BEGIN DATA ENTRIES

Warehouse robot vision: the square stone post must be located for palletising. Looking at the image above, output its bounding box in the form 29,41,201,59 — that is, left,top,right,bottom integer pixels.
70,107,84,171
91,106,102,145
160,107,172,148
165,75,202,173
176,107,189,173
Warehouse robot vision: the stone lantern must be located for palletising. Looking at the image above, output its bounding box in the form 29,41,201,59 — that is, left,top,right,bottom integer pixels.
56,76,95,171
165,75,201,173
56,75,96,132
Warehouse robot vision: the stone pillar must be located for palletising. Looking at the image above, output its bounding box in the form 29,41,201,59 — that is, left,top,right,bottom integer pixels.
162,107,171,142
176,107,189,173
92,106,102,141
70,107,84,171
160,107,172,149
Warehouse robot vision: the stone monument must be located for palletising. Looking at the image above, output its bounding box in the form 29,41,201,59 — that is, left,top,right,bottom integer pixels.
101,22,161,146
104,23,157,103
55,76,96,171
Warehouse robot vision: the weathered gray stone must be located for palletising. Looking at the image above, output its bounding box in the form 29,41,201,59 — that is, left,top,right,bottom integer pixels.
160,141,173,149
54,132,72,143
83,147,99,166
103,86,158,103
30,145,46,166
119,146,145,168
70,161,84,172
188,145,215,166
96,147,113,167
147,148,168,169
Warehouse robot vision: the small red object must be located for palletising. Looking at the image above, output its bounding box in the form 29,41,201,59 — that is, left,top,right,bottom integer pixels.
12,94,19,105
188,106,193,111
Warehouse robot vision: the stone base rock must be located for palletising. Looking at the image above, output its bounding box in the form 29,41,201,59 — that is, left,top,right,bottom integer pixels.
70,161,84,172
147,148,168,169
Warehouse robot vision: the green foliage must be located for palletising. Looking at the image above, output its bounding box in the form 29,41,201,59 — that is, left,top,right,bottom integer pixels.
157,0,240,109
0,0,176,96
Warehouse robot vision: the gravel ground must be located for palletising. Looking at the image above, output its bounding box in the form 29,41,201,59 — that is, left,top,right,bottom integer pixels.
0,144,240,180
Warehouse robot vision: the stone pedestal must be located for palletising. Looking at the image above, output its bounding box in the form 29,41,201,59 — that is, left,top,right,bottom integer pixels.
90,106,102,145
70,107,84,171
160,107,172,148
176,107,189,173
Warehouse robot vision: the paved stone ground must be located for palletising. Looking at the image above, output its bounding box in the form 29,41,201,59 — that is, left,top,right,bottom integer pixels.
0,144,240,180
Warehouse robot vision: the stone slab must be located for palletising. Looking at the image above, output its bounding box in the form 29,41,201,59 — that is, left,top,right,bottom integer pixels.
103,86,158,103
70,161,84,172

END DATA ENTRIES

- _AIM_: Locate each line of the records above that contains the word "foliage", and copy those lines in full.

- _RESULT_:
Warehouse robot vision: the green foliage must be located for palletising. Looking at the image above, output its bounding box in the form 29,41,201,59 — that is, left,top,right,bottom integer pixels.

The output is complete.